**Exercícios propostos**
**1.** Transcreva, do texto sobre renda e fome na região metropolitana de Natal, o trecho de "Ainda de acordo" até "ressalta o professor.".
**2.** No texto sobre renda e fome na região metropolitana de Natal, liste as despesas que, segundo Fátima, é preciso manter mesmo quando não se paga aluguel.

**Texto fornecido**
^^^^

Ainda de acordo com o boletim, a renda média da população total da região metropolitana de Natal teve ganho quando compara 2014 a 2021, ou seja, passou de R$ 1.335 para R$ 1.609. Apenas Natal e Belém tiveram variações positivas. Para o professor Ricardo Ojima, esse é um ponto que merece destaque, mas não é comemoração. “Isso não é necessariamente um ponto a se comemorar porque boa parte desse ganho, desse rendimento da população em geral foi puxado pelo complemento da renda média dos 10% mais rico, ou seja, colocar esse ganho na média é aparentemente positivo, mas foi desequilibrado na distribuição da população”, ressalta o professor.


“A gente tem que se virar”, diz Fátima


Fátima da Silva, 37, é moradora do município de Ceará-mirim, região metropolitana de Natal. Tem duas filhas de 15 e 18 anos de idade e cuida sozinha da família vendendo doces nos ônibus. Ela vive sem ter certeza do amanhã, mas faz planos de “ser alguém na vida” agora que voltou a estudar. “Deus é quem sabe até lá, o dia a dia da gente Deus é quem sabe, mas faço planos de um dia ser alguma coisa na vida, mas hoje em dia é muito difícil”, conta.  Ela diz, ainda, que muitas pessoas estudam, mas não têm emprego, a exemplo de sua filha, que está terminando o ensino médio. “Muitas vezes tem estudo e não tem [emprego]. Eu tenho uma filha minha que tem estudo e não tem emprego. Já foi várias vezes em supermercados, em vários cantos e esse emprego nunca chegou. Nunca chega. Infelizmente nunca chega esse emprego”, lamenta.


Fátima da Silva, de 37 anos, tem dificuldades para manter a casa e comprar comida


A falta de emprego afeta as necessidades mais básicas da sua sobrevivência. A escassez alimentar, a necessidade de ter um teto, por mais que seja difícil mantê-lo, são fatores que a inquietam todos os dias. “Tem que se virar do jeito que pode para poder comer, se alimentar porque, infelizmente, todo ser humano precisa do básico de três refeições durante o dia. Você tem que tomar café da manhã, tem que almoçar e tem que jantar. Se você não tiver essas três refeições durante o dia, como você vai sobreviver?”, questiona. As obrigações com a casa também são incertezas na sua vida. “Tem que pagar água, luz. Às vezes não paga aluguel, mora de favor, mas tem que manter água, luz, internet, comida, gás”, continua. De acordo com ela, o auxílio oferecido pelo governo também não supre as necessidades básicas, tendo em vista os preços inflacionados em todo o país. “Eu estava tirando 400 reais. Então se torna difícil, porque não é muito dinheiro. Muitas vezes você tira 110 para um gás e de 400 você fica com quanto para fazer uma feira básica para passar um mês? A coisa mais ruim é quando nossos filhos chegam e dizem 'mãe, hoje não tem nada para comer', conclui.


País precisa de políticas públicas


O professor Ojima destaca, ainda, que o avanço da economia ainda é lento, mas constante à medida que o país sai da situação da pandemia e aumenta a cobertura vacinal da população. Ele diz que o principal objetivo é resolver o problema da fome, já que o país voltou a ocupar o mapa da fome este ano. “Acho que o primeiro objetivo, em termos de políticas públicas, é uma resolução imediata, emergencial em relação à fome. O Auxílio Brasil precisa ser complementado. Não basta só dar dinheiro para essas pessoas, mas tem que oferecer condições para que elas acessem a alimentação a preços mais acessíveis”, disse.

^^^^

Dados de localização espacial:
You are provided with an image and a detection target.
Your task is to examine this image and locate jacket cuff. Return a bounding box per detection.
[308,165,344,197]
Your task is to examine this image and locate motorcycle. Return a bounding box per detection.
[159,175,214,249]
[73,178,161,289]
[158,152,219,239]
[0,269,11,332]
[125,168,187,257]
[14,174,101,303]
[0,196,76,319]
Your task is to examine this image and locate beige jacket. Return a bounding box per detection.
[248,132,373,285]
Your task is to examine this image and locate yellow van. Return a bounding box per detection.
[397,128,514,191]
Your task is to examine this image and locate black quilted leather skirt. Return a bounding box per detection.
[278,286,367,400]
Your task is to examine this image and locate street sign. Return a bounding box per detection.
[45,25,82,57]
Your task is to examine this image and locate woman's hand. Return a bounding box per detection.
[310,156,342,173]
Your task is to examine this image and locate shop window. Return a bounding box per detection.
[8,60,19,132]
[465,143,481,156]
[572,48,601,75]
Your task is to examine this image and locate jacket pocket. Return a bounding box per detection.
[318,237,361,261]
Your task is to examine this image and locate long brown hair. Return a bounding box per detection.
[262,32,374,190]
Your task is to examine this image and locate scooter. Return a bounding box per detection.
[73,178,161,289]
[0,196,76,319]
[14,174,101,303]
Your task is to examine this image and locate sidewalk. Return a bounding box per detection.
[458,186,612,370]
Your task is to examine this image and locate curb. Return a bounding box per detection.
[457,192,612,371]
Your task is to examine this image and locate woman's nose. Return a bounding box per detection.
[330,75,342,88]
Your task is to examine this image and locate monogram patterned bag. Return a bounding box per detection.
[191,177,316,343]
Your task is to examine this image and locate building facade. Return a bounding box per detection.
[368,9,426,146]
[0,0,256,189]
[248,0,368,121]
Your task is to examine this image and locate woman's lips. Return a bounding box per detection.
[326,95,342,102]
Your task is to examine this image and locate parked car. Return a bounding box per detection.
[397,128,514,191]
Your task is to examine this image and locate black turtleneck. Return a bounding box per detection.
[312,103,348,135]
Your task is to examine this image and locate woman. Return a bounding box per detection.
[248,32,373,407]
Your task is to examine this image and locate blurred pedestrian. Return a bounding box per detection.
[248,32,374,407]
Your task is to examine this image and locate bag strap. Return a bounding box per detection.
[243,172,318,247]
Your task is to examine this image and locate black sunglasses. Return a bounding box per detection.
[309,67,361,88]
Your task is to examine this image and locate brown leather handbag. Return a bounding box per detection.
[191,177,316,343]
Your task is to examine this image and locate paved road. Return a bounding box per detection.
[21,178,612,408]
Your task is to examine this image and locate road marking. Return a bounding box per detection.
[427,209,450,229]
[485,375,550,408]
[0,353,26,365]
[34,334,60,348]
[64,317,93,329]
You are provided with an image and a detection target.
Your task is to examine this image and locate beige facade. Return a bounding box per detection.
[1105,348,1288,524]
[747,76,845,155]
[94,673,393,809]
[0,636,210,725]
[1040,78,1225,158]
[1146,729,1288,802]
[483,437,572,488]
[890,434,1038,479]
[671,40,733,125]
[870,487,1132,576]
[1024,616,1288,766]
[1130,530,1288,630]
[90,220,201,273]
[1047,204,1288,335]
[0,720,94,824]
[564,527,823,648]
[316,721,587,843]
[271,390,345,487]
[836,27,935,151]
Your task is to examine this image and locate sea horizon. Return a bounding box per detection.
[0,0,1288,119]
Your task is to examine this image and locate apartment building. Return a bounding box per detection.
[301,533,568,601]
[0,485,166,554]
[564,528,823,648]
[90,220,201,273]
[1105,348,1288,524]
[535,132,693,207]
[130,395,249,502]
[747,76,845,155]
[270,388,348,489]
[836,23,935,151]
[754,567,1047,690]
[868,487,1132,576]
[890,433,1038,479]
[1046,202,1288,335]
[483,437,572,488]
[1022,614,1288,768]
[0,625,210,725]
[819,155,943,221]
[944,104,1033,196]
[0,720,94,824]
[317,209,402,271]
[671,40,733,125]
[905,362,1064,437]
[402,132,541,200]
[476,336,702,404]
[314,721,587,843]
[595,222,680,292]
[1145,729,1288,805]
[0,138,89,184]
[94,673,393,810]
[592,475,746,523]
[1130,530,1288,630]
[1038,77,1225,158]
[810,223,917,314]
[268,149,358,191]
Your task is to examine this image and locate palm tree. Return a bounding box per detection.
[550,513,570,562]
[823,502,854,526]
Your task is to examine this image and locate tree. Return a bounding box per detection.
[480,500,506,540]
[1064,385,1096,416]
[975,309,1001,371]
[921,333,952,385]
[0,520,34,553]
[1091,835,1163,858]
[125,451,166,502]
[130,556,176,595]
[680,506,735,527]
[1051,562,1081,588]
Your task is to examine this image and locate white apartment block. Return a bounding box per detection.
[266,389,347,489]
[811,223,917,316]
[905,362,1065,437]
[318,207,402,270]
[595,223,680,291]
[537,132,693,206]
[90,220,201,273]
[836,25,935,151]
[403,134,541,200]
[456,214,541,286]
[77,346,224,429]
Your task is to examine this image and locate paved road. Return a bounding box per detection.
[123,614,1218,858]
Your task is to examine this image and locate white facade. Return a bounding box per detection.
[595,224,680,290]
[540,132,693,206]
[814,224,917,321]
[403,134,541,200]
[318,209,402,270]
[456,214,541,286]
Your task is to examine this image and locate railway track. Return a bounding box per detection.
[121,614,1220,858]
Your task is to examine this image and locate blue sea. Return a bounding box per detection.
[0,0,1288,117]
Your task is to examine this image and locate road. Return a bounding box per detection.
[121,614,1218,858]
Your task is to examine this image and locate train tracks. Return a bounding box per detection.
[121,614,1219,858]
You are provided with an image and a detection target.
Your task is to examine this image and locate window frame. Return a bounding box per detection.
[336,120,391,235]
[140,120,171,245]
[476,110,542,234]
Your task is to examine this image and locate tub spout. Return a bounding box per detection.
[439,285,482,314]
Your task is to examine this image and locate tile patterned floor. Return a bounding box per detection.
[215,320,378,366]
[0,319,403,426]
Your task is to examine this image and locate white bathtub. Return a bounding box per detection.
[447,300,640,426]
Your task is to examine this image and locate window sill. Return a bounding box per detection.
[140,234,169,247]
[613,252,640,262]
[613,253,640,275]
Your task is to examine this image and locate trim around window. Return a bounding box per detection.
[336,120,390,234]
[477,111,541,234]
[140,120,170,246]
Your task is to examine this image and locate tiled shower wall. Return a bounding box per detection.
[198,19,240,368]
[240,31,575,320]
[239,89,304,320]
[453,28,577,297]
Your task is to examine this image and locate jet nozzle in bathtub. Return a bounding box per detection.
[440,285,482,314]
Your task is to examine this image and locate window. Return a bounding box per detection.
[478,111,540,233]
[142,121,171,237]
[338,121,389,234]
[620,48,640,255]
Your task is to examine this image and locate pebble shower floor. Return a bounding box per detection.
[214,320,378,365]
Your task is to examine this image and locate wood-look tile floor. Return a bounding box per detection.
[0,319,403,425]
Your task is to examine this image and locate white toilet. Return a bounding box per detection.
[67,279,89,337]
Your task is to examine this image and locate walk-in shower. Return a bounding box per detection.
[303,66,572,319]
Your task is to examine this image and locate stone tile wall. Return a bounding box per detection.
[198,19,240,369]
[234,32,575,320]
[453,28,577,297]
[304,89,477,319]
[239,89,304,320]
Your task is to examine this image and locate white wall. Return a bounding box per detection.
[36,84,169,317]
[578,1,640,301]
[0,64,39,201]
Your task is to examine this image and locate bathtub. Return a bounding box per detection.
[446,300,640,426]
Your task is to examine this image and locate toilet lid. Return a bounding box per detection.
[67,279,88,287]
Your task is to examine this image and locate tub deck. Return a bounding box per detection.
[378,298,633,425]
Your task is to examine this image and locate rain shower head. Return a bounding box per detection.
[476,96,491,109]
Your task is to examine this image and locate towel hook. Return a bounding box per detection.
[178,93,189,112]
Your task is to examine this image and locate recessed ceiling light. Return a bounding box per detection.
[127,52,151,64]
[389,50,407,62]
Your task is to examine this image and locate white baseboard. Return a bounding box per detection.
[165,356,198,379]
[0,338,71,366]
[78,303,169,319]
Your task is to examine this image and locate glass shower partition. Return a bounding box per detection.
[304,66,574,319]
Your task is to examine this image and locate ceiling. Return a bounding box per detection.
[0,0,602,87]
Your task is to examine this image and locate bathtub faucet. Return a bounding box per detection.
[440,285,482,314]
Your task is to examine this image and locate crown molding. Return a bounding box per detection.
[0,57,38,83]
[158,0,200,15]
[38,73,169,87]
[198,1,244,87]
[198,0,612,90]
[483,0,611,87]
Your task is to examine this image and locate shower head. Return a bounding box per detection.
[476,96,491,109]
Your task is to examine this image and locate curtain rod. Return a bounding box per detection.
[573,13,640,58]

^^^^

**Suas respostas**
**1.**
Ainda de acordo com o boletim, a renda média da população total da região metropolitana de Natal teve ganho quando compara 2014 a 2021, ou seja, passou de R$ 1.335 para R$ 1.609. Apenas Natal e Belém tiveram variações positivas. Para o professor Ricardo Ojima, esse é um ponto que merece destaque, mas não é comemoração. “Isso não é necessariamente um ponto a se comemorar porque boa parte desse ganho, desse rendimento da população em geral foi puxado pelo complemento da renda média dos 10% mais rico, ou seja, colocar esse ganho na média é aparentemente positivo, mas foi desequilibrado na distribuição da população”, ressalta o professor.

**2.** Água, luz, internet, comida e gás.